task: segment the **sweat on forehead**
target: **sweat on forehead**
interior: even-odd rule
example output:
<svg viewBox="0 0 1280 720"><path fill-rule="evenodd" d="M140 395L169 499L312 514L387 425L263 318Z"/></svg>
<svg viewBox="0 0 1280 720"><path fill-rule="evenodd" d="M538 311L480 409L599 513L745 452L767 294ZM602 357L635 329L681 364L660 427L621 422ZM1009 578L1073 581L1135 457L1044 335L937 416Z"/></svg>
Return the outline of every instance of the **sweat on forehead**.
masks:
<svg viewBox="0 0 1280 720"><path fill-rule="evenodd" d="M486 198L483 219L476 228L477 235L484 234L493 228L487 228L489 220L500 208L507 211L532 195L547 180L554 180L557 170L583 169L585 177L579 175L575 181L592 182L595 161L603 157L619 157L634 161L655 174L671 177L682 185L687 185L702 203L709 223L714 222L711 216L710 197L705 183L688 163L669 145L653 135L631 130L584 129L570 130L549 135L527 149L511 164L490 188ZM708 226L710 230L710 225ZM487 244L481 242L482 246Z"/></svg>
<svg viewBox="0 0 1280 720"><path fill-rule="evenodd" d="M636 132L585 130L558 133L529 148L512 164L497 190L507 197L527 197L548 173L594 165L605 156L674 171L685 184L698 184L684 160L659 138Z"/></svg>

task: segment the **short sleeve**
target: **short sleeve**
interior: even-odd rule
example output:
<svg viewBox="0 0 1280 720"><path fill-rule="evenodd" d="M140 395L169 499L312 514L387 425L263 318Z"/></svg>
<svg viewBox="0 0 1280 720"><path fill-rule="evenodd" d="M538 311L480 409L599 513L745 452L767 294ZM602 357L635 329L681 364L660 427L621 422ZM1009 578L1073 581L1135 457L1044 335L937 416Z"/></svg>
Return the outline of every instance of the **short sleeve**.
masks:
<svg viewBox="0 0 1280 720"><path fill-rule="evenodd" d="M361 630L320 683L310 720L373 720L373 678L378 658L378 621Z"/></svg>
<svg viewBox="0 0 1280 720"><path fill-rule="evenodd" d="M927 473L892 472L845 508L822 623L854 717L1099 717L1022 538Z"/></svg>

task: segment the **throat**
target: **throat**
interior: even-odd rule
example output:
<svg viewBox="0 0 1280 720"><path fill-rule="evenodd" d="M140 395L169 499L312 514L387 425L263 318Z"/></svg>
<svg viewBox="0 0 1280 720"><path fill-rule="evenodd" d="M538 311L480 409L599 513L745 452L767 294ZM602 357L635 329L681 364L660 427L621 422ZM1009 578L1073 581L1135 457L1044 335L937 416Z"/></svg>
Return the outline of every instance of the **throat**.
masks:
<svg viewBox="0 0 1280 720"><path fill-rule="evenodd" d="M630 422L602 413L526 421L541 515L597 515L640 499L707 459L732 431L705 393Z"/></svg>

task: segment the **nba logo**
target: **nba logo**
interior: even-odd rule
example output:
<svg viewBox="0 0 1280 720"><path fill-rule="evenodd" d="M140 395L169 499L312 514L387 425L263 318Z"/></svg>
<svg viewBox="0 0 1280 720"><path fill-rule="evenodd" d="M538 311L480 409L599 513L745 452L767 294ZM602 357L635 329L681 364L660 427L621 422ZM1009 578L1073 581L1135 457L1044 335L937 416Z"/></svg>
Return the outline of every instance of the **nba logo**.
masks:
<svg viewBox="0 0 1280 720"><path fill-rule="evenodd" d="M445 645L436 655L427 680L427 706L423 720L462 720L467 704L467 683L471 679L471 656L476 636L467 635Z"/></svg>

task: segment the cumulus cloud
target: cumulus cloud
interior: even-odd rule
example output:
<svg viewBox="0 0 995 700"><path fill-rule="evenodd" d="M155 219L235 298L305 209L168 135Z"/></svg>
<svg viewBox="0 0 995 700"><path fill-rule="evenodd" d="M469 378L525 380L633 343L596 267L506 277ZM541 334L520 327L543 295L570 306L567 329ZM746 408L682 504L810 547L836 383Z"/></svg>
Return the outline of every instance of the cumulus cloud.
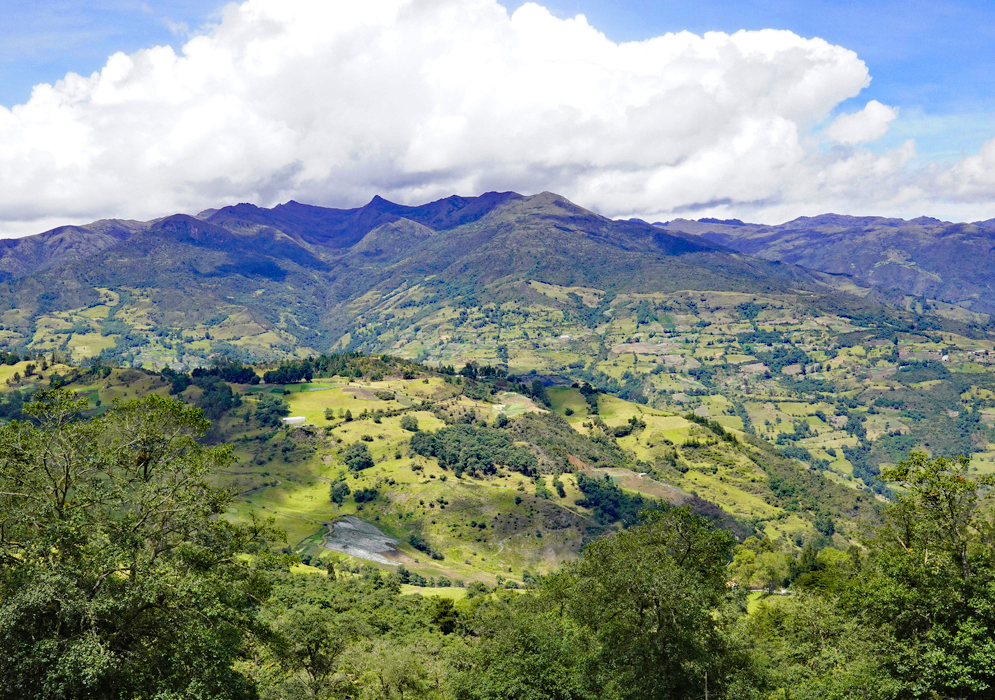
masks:
<svg viewBox="0 0 995 700"><path fill-rule="evenodd" d="M977 155L964 158L937 179L955 201L990 200L995 193L995 139L985 143Z"/></svg>
<svg viewBox="0 0 995 700"><path fill-rule="evenodd" d="M869 79L853 51L786 31L615 43L536 4L247 0L179 53L115 54L0 107L0 234L492 189L646 218L921 203L911 145L854 150L891 108L837 119L838 152L811 135Z"/></svg>
<svg viewBox="0 0 995 700"><path fill-rule="evenodd" d="M840 143L855 144L874 141L888 133L898 116L898 110L871 100L859 112L843 114L826 128L826 136Z"/></svg>

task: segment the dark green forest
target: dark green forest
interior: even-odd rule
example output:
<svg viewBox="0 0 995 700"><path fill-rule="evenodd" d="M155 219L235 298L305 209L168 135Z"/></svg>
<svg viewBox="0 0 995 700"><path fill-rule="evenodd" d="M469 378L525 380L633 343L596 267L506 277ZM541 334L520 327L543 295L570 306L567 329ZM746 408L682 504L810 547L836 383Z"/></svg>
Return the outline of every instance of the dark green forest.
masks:
<svg viewBox="0 0 995 700"><path fill-rule="evenodd" d="M272 523L230 522L235 494L207 477L232 450L198 441L203 409L85 408L42 389L0 426L3 698L993 695L992 484L966 460L886 468L882 522L849 551L800 554L585 482L632 524L525 589L453 601L402 595L404 572L371 565L297 573ZM418 449L466 469L487 468L481 450L516 457L473 431ZM762 592L739 583L757 578Z"/></svg>

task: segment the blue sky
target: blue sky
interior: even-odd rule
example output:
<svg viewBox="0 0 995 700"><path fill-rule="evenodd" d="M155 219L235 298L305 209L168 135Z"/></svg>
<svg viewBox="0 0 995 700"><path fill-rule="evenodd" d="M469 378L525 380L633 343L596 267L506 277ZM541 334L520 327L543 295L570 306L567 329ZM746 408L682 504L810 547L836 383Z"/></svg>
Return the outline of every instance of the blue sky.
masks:
<svg viewBox="0 0 995 700"><path fill-rule="evenodd" d="M27 100L37 83L88 75L117 51L182 43L224 6L209 0L5 0L0 24L0 104Z"/></svg>
<svg viewBox="0 0 995 700"><path fill-rule="evenodd" d="M503 2L510 10L522 3ZM900 109L875 149L916 139L920 156L951 160L995 134L992 0L548 0L559 17L584 14L614 41L688 30L789 29L856 51L868 99ZM7 0L0 29L0 104L24 102L37 83L99 70L109 55L158 44L179 48L216 22L216 0ZM851 103L853 103L851 105Z"/></svg>
<svg viewBox="0 0 995 700"><path fill-rule="evenodd" d="M995 218L993 2L7 0L0 237L490 189Z"/></svg>

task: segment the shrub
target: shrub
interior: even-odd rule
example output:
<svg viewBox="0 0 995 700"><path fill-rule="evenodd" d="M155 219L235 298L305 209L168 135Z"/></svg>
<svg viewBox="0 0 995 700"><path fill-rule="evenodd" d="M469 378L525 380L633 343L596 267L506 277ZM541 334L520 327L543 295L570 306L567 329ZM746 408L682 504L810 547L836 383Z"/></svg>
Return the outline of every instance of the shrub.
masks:
<svg viewBox="0 0 995 700"><path fill-rule="evenodd" d="M346 466L353 472L360 472L373 466L373 456L362 442L354 442L346 448L342 456Z"/></svg>

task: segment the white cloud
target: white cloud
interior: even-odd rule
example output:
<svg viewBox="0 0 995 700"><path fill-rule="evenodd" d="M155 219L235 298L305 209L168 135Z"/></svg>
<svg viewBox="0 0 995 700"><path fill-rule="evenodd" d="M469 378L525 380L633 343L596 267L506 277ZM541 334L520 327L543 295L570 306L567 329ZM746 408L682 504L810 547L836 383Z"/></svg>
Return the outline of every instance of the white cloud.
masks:
<svg viewBox="0 0 995 700"><path fill-rule="evenodd" d="M843 114L826 128L826 136L840 143L866 143L888 133L888 125L898 117L898 110L871 100L859 112Z"/></svg>
<svg viewBox="0 0 995 700"><path fill-rule="evenodd" d="M0 234L489 189L647 218L922 206L942 173L910 174L911 144L851 147L891 108L840 117L827 135L849 145L828 153L806 136L868 82L854 52L786 31L617 44L536 4L248 0L179 53L116 54L0 107ZM962 199L992 192L982 160Z"/></svg>
<svg viewBox="0 0 995 700"><path fill-rule="evenodd" d="M985 143L977 155L964 158L937 179L954 201L991 200L995 194L995 139Z"/></svg>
....
**Assignment**
Lines holding the word "sleeve" are the answer; copy each one from the records above.

**Completed exercise**
task: segment the **short sleeve**
target: **short sleeve**
Return the outline of every instance of the **short sleeve**.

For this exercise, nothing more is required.